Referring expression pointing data

[Start of Attachment]

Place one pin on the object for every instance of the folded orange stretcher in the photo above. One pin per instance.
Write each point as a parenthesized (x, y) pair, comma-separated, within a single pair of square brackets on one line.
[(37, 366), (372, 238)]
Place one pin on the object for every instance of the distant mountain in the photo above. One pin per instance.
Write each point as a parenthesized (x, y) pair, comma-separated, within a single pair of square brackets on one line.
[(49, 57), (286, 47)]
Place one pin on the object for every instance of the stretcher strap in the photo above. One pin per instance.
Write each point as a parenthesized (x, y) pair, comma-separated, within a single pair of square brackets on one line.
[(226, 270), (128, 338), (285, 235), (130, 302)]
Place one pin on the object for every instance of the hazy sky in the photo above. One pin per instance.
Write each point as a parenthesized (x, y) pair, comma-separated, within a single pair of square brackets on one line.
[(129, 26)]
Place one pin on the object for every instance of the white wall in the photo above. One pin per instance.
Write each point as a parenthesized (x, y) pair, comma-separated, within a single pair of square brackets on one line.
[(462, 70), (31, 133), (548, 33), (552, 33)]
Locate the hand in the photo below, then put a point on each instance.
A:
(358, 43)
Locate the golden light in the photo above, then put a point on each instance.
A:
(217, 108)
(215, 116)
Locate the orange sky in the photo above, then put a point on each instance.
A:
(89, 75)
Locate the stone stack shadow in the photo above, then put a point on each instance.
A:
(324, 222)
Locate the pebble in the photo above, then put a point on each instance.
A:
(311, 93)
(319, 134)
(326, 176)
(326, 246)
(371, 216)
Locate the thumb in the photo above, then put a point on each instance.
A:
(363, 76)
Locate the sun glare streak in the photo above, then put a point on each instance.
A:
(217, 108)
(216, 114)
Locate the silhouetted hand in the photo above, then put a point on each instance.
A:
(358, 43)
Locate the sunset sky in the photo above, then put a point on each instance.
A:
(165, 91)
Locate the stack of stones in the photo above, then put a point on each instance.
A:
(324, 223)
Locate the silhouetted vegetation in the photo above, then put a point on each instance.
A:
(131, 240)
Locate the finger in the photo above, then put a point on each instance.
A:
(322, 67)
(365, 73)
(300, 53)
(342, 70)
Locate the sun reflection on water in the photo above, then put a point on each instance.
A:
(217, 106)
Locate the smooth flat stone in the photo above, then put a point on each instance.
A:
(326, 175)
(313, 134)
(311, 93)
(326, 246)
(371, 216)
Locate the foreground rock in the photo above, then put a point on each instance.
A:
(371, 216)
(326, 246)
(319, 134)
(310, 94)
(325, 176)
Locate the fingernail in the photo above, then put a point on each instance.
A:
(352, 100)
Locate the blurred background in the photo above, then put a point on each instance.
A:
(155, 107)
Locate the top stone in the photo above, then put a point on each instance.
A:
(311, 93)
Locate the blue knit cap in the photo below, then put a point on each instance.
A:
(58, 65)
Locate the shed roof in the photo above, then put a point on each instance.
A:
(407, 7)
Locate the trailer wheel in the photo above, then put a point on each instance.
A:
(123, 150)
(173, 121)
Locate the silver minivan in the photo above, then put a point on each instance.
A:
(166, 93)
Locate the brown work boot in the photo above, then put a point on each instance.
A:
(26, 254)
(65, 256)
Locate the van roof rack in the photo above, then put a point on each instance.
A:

[End of Attachment]

- _YOUR TASK_: The records above need to be retyped in full, exactly as given.

- _RESULT FOR THIS TASK_:
Place one pin on the object for every instance of the folded orange stretcher in the photo above. One pin per instance.
Write each point as a parenthesized (x, y) pair, comma-separated, within a single pair of square brackets on one line.
[(37, 366), (372, 238)]
Place one pin on the object for every instance of the distant mountain in the photo above. One pin per instance.
Write each point as a parenthesized (x, y) pair, comma-separated, within a single pair of square brackets on one line.
[(49, 57), (286, 47)]
Place one pin on the object for every instance of the stretcher strap in the photo above. One pin per instance.
Write each point as a parenthesized (x, y) pair, comma-separated, within a single pair of square brackets on one line.
[(226, 270), (128, 338), (285, 235), (130, 302)]
Place one pin on the object for every instance of the hazy sky in the photo above. One pin per instance.
Write each point as a parenthesized (x, y) pair, comma-separated, within a single pair of square brackets on one line.
[(129, 26)]
Place one pin on the object for every instance of the white wall in the photo above. One pin per instance.
Write each point as a parenthesized (x, y) pair, comma-separated, within a single pair of square brackets on one line.
[(462, 70), (31, 133), (548, 33), (552, 33)]
Locate the hand in the photo below, then put a point on each instance.
A:
(358, 43)
Locate the golden light in the photo above, then put a point on each instance.
A:
(217, 108)
(215, 116)
Locate the orange sky in the photo above, then put a point on each instance.
A:
(89, 75)
Locate the stone stack shadow in the photo above, then put a point on each instance.
A:
(324, 222)
Locate the pebble in the photo above, then put a point on each instance.
A:
(311, 93)
(319, 134)
(326, 176)
(326, 246)
(371, 216)
Locate the thumb in the photo above, then put a point on each instance.
A:
(363, 76)
Locate the sun glare streak in the photo above, then put a point on each instance.
A:
(217, 108)
(216, 114)
Locate the silhouetted hand in the photo above, then put a point on each instance.
A:
(358, 43)
Locate the sunset sky in the photo above, then put a point on each instance.
A:
(165, 91)
Locate the stack of stones in the photo above, then put a point on each instance.
A:
(324, 223)
Locate the silhouetted vegetation in the photo above, then put a point on each instance.
A:
(131, 240)
Locate the finger in the photo above, then put a point on each instance.
A:
(322, 67)
(365, 73)
(300, 53)
(342, 70)
Locate the sun reflection on water in the photo above, then put a point on each instance.
A:
(217, 106)
Locate the smooth flat stone in the photo above, then put a point on each instance.
A:
(326, 175)
(313, 134)
(311, 93)
(326, 246)
(371, 216)
Locate the foreground rock in the photo above, then put a point on each instance.
A:
(371, 216)
(326, 246)
(319, 134)
(310, 94)
(325, 176)
Locate the fingernail in the photo above, then put a point on each instance.
A:
(352, 100)
Locate the blurred background in the photo above, then put a point on each instance.
A:
(155, 107)
Locate the top stone in the photo above, then put a point on each instance.
A:
(311, 93)
Locate the blue knit cap in the photo below, then put a point on each instance.
A:
(58, 65)
Locate the shed roof in the photo above, then put a point on each instance.
A:
(407, 7)
Locate the trailer wheel in the photo above, then put a point on each instance.
A:
(123, 150)
(173, 121)
Locate the silver minivan in the photo above, then put a point on each instance.
A:
(166, 93)
Locate the brown work boot in the photo above, then put a point on each instance.
A:
(26, 254)
(65, 256)
Locate the van roof rack in the photo above, then put a point on each instance.
A:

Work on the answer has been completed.